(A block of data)
===============

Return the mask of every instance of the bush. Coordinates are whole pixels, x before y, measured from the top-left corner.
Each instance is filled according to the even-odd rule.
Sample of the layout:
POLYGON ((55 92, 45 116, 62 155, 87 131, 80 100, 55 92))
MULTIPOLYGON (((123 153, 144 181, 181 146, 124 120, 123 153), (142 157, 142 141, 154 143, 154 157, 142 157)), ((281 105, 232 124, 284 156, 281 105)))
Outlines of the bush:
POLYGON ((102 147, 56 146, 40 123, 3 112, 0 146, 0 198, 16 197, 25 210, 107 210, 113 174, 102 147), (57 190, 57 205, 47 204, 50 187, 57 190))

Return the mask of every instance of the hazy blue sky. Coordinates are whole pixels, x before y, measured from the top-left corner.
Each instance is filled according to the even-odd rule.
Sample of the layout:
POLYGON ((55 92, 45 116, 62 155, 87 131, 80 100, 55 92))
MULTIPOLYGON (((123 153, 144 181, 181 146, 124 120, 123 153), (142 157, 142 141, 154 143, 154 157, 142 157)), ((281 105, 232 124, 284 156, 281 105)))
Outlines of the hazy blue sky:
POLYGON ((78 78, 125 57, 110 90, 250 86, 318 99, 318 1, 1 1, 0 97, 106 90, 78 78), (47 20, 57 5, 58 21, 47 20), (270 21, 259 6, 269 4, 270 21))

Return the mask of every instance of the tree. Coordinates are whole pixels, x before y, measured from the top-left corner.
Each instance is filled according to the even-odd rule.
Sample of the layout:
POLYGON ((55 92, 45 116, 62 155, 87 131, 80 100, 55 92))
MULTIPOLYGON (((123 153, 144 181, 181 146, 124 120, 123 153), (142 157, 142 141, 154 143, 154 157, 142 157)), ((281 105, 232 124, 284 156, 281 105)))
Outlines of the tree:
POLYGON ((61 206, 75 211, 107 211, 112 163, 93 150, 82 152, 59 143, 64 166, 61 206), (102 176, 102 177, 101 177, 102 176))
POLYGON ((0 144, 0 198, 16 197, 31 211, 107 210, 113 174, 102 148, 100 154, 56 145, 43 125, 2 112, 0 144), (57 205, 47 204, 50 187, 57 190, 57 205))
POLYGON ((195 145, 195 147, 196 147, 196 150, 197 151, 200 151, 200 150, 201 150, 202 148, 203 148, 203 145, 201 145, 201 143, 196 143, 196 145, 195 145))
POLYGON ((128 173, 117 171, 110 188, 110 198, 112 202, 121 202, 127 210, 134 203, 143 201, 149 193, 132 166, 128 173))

===============

Please rewrite the rows above, replacing every "Sample of the layout" with "Format sample" and leaving everything else unchanged.

Return the mask of every instance of the bush. Coordinates are whole pixels, x before y, measured from the top-left corner.
Each instance is filled according to the even-odd rule.
Format sample:
POLYGON ((55 92, 45 116, 62 155, 87 131, 80 100, 55 92))
MULTIPOLYGON (((123 153, 144 181, 181 146, 124 120, 123 153), (142 157, 142 141, 154 143, 154 157, 142 157)), ((281 105, 232 124, 284 156, 281 105)))
Outlines of the bush:
POLYGON ((102 147, 56 146, 40 123, 3 112, 0 146, 0 198, 16 197, 25 210, 107 210, 113 174, 102 147), (57 190, 57 205, 47 204, 50 187, 57 190))

Return the mask of every instance of the hazy blue sky. Coordinates are whole pixels, x before y, measured from the top-left corner.
Each instance is filled according to the even-odd rule.
Format sample:
POLYGON ((55 92, 45 116, 62 155, 87 131, 80 100, 55 92))
MULTIPOLYGON (((123 153, 144 181, 181 146, 124 120, 123 153), (142 157, 142 141, 154 143, 154 157, 142 157)), ((281 105, 232 124, 284 156, 281 105)))
Outlines of the hazy blue sky:
POLYGON ((78 78, 125 57, 110 90, 250 86, 318 99, 318 1, 1 1, 0 97, 106 90, 78 78), (47 20, 57 5, 58 21, 47 20), (270 21, 259 6, 269 4, 270 21))

Return the mask of every instance of the tree. Coordinates are whole pixels, x before y, measured from the top-left corner.
Each instance is filled according to the even-odd rule.
Format sample:
POLYGON ((55 92, 45 116, 62 155, 87 131, 80 100, 55 92))
MULTIPOLYGON (((123 153, 144 181, 181 146, 124 120, 123 153), (142 157, 142 141, 154 143, 154 157, 142 157)), ((281 105, 232 124, 284 156, 281 105)))
Outlines of the tree:
POLYGON ((61 206, 75 211, 107 211, 112 163, 93 150, 82 152, 59 143, 64 166, 61 206), (102 176, 102 177, 101 177, 102 176))
POLYGON ((0 144, 0 198, 16 197, 31 211, 107 210, 113 174, 102 148, 100 154, 56 145, 43 125, 2 112, 0 144), (57 205, 47 204, 50 187, 57 190, 57 205))
POLYGON ((195 145, 195 147, 196 147, 196 150, 197 151, 200 151, 200 150, 201 150, 202 148, 203 148, 203 145, 201 145, 201 143, 196 143, 196 145, 195 145))
POLYGON ((128 173, 117 171, 110 188, 110 198, 112 202, 121 202, 127 210, 134 203, 143 201, 149 193, 132 166, 128 173))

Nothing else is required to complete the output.